Document section ->
▬▬▬▬▬▬▬▬▬▬

No Hope for Survival (NHS for short)

Several years ago I had to discharge myself from an NHS hospital after three days of receiving no visit from anyone who could diagnose my excruciating gall stones. By the time I escaped and got to a private consultant my gall bladder had become gangrenous. Another day or two in the tender care of the NHS and I would have been dead.

This monstrous Leviathan did its level best to kill me and, even though it failed, it can’t be faulted for effort. Apparently the NHS is doing much better in thousands of other cases. Mid Staffordshire NHS Trust alone is responsible for killing 1,200 patients between 2005 and 2009, which is pretty good going for just one part of one of the UK’s 86 counties.

Desperately ill people were left in soiled sheets, unwashed, thirsty and hungry. Listing the causes of death, most sources cite such neglect, but few mention MRSA and other hospital-acquired infections – or indeed the waiting lists that must have killed many people before they even got into those murderous fleapits. Neglect and infections are often connected, though not necessarily so. My mother-in-law, for example, was neither thirsty nor hungry in her Devon hospital, but MRSA got to her anyway.

The papers are full of indignant commentary on our murderous health service, and all sorts of measures are being proposed. Sending doctors and nurses to prison for dereliction of duty is among the more radical ideas, while most others deal with removing this or that glitch.

Commentators coming out of the left political field feel that pumping more money into the NHS will turn it into a model the rest of Europe will want to follow (so far no other country has). Those more conservatively minded talk about reducing administrative staffs and building up frontline services.

▬▬▬▬▬▬▬▬▬▬

Data items:
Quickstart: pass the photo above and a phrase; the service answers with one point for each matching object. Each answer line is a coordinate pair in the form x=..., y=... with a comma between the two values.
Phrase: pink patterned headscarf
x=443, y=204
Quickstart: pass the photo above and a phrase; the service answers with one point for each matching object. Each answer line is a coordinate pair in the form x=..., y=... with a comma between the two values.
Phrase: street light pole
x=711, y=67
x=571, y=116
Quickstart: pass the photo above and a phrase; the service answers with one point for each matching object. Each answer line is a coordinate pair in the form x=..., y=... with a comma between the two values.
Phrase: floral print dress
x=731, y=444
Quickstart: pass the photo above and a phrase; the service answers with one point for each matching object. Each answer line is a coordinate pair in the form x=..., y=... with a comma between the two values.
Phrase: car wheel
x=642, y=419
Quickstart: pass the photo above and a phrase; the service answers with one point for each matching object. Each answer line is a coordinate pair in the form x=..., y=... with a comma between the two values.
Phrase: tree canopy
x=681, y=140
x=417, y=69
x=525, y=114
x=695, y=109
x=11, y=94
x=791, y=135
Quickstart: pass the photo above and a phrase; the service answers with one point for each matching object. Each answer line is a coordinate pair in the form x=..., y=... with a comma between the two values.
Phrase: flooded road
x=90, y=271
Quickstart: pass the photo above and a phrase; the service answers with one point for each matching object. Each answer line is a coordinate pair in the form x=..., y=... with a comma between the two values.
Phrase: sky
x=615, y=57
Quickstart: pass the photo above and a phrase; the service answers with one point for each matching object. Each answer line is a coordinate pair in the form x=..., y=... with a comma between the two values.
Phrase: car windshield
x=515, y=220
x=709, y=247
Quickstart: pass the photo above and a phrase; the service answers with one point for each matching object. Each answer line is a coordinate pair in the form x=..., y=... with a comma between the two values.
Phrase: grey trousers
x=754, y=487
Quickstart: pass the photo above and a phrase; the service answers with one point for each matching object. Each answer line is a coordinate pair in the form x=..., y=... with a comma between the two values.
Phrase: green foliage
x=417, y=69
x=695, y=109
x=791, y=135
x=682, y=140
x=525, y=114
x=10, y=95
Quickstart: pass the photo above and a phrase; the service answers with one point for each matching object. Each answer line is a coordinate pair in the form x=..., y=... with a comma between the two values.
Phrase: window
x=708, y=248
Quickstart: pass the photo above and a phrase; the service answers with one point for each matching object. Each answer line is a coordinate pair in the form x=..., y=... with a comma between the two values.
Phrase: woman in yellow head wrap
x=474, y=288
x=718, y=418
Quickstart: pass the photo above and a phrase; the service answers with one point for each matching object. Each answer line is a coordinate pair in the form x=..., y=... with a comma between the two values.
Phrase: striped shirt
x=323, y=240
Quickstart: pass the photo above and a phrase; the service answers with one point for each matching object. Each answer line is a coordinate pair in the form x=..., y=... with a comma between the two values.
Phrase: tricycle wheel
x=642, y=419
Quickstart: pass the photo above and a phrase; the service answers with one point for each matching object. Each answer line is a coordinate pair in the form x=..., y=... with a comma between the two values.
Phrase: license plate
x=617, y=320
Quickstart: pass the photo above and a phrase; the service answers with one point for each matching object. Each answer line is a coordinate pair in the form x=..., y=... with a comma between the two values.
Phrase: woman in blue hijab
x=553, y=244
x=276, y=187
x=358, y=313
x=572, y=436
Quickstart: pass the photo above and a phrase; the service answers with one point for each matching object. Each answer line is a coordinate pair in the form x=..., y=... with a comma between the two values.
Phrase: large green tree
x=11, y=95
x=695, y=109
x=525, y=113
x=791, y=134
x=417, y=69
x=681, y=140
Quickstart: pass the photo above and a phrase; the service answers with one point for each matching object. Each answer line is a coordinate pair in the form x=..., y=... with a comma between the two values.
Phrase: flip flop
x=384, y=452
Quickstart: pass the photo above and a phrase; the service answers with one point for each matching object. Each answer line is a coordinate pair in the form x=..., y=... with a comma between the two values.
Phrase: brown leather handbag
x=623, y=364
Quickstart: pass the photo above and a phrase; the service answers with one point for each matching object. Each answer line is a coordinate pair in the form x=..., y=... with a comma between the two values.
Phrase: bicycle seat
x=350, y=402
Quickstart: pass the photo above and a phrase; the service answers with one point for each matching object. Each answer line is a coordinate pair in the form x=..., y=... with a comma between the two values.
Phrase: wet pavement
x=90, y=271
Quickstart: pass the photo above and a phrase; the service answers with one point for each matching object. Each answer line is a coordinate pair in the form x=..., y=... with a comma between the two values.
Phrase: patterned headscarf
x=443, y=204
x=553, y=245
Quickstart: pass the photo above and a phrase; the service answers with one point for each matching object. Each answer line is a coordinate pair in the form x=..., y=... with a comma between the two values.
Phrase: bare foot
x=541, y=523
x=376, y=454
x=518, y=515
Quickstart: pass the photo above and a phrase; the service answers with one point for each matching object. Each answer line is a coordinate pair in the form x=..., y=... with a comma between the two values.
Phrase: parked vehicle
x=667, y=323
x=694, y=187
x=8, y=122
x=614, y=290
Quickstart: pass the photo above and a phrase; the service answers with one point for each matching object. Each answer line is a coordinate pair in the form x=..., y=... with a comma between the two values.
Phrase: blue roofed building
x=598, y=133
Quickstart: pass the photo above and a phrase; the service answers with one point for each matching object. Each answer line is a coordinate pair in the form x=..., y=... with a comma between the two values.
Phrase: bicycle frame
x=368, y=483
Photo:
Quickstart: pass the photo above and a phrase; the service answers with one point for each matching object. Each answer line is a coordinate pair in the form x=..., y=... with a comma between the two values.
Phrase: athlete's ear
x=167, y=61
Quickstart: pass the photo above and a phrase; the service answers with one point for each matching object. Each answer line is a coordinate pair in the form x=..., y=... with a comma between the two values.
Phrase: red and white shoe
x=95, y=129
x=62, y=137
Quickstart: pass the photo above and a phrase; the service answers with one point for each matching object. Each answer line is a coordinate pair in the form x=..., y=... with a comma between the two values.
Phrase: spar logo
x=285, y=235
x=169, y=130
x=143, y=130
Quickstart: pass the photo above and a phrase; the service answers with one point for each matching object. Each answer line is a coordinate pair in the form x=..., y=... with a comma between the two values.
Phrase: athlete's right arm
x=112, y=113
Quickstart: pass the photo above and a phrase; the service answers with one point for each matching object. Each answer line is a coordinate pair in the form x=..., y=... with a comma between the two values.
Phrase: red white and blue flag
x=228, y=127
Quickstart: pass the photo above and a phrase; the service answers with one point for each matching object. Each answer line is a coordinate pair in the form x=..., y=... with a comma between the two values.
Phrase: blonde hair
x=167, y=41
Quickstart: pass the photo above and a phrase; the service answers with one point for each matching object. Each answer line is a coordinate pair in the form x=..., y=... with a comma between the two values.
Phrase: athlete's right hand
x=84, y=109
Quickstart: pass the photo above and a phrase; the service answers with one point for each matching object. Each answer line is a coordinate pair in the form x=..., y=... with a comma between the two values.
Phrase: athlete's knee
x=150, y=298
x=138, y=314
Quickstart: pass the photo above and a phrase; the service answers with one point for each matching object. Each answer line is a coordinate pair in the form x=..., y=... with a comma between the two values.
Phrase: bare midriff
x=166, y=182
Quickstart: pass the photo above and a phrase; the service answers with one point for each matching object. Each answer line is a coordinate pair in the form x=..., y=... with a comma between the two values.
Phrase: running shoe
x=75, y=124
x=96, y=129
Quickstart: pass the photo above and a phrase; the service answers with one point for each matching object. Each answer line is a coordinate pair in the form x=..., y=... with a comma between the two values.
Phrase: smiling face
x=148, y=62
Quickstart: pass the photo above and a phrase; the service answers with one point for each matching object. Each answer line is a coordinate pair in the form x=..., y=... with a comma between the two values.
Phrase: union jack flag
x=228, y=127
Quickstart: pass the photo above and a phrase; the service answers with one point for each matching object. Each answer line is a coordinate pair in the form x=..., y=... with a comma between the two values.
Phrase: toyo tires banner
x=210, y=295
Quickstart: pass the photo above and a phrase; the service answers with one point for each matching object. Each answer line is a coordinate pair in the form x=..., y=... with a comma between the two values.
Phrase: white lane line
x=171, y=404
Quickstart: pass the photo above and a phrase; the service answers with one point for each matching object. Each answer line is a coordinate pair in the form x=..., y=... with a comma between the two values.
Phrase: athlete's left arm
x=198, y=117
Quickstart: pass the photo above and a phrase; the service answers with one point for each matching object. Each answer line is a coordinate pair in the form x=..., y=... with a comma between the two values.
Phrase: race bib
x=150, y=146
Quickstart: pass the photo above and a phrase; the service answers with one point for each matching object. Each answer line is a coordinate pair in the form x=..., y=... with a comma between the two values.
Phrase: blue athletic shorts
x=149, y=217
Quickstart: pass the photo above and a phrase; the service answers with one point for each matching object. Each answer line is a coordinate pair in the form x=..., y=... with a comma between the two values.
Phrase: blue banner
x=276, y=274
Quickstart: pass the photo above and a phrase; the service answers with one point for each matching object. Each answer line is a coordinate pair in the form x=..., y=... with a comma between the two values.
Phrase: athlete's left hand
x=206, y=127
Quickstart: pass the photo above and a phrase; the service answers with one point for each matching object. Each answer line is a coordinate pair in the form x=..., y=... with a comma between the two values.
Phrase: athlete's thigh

▬▬▬▬▬▬▬▬▬▬

Tasks to complete ->
1. In the NHS commentary, why did the author leave the hospital on their own? Answer in one to three sentences.
2. Answer these questions from the NHS commentary:
(a) How many patients is Mid Staffordshire NHS Trust said to have killed, and over what years?
(b) In which county was the hospital where MRSA got to the author's mother-in-law?
(c) What do more conservatively minded commentators propose?
3. Take the NHS commentary further, starting after its final sentence.
These records were taken from a different source than the text.

Answers by item ->
1. The author discharged themselves after three days without a visit from anyone who could diagnose their gall stones. By the time they reached a private consultant, the gall bladder had become gangrenous.

2.
(a) 1,200 patients, between 2005 and 2009.
(b) Devon.
(c) Reducing administrative staffs and building up frontline services.

3.
No intrepid soul has come up with the only true explanation for the disgraceful state of our medical care. Which is that the NHS is so rotten because it’s based on a rotten idea.

There is a good reason this obvious fact has been overlooked, and a shortage of intelligent commentators isn’t it. It’s just that the British have been brainwashed to look upon the NHS not as a mere expediency, a purely practical way of administering medical care, but as a cult.

For even an intelligent Brit to suggest that the NHS is fundamentally flawed is akin to a Muslim saying that there is a God other than Allah and Mohammed isn’t his prophet. One may question the shaman but not the bull’s head sitting atop the totem pole.

Such inordinate worship is wrong even in theory, for no administrative setup, or for that matter no man-made institution, ought to be held as sacrosanct. People are fallible, indeed fallen, which is why we aren’t blessed with perfect institutions in this world. And imperfect ones should be open to criticism, including the kind that raises doubts about their raison d’être.

The false, destructive idea on which the NHS is based goes by the name of equality. As with all modern ideas springing from such an ideological bias, when put into practice they achieve the exact opposite of their declared aim.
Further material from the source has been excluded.